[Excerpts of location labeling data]
☆ ☆ ☆

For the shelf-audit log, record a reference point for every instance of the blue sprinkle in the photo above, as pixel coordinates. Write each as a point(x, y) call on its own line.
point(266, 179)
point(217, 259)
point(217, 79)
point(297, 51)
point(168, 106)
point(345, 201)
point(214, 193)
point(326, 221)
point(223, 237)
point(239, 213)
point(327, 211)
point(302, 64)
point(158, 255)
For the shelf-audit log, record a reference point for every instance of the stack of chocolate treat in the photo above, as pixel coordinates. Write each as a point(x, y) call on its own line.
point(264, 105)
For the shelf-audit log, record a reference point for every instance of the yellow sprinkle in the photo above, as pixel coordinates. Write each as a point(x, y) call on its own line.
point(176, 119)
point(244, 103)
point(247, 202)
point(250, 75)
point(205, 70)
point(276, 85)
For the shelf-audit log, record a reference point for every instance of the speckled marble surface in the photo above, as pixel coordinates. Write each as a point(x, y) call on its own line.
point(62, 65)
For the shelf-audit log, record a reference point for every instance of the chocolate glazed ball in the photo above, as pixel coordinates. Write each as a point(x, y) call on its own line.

☆ ☆ ☆

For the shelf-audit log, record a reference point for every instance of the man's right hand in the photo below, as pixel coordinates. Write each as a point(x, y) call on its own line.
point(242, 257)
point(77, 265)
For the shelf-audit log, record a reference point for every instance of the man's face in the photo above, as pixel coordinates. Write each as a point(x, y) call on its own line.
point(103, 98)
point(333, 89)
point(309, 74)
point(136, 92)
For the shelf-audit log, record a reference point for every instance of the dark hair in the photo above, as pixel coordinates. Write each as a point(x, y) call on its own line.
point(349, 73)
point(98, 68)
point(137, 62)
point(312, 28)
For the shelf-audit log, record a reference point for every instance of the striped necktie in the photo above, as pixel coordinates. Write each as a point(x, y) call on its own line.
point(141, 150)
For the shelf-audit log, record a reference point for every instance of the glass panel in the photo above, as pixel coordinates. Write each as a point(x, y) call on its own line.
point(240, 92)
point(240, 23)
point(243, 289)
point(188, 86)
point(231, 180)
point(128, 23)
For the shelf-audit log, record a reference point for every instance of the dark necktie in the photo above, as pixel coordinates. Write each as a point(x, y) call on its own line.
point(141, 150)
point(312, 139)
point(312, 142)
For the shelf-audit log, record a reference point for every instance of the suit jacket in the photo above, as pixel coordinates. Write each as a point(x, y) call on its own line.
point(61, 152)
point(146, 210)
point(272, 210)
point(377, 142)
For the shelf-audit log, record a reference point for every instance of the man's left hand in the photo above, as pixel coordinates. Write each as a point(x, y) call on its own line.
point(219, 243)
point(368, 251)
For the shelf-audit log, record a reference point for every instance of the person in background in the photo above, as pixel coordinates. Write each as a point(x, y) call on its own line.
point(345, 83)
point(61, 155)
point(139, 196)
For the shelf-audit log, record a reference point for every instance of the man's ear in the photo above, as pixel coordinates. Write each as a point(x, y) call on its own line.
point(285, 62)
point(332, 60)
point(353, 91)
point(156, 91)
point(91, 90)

☆ ☆ ☆

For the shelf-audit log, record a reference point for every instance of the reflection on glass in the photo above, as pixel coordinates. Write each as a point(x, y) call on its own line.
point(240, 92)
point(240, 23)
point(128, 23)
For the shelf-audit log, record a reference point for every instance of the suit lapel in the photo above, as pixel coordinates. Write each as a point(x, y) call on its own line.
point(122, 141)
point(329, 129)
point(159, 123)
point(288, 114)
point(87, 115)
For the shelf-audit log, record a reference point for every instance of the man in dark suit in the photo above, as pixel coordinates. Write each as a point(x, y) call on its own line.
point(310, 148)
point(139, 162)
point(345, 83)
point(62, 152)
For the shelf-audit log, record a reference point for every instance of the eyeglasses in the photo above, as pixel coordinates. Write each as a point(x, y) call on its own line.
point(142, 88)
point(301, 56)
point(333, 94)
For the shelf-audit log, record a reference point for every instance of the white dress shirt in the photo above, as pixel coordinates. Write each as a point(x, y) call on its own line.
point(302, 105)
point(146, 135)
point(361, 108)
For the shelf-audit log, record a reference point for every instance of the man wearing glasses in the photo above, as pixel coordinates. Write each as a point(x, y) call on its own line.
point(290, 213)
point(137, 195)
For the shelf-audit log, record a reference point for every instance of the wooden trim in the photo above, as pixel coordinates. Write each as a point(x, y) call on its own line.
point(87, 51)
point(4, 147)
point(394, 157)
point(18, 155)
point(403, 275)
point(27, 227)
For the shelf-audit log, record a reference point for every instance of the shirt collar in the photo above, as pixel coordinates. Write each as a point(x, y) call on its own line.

☆ ☆ ☆

▶ **EXERCISE DESCRIPTION**
Copy the lines of the material above word for word, starting at the line containing "of the yellow" and ending at the line containing "point(276, 85)".

▶ **SOLUTION FOR THIS EXERCISE**
For the shelf-audit log, record a reference point for every instance of the yellow sprinkle in the photo above, as pixel coordinates. Write each as a point(x, y) call on its own line.
point(176, 119)
point(244, 103)
point(247, 202)
point(250, 75)
point(205, 70)
point(276, 85)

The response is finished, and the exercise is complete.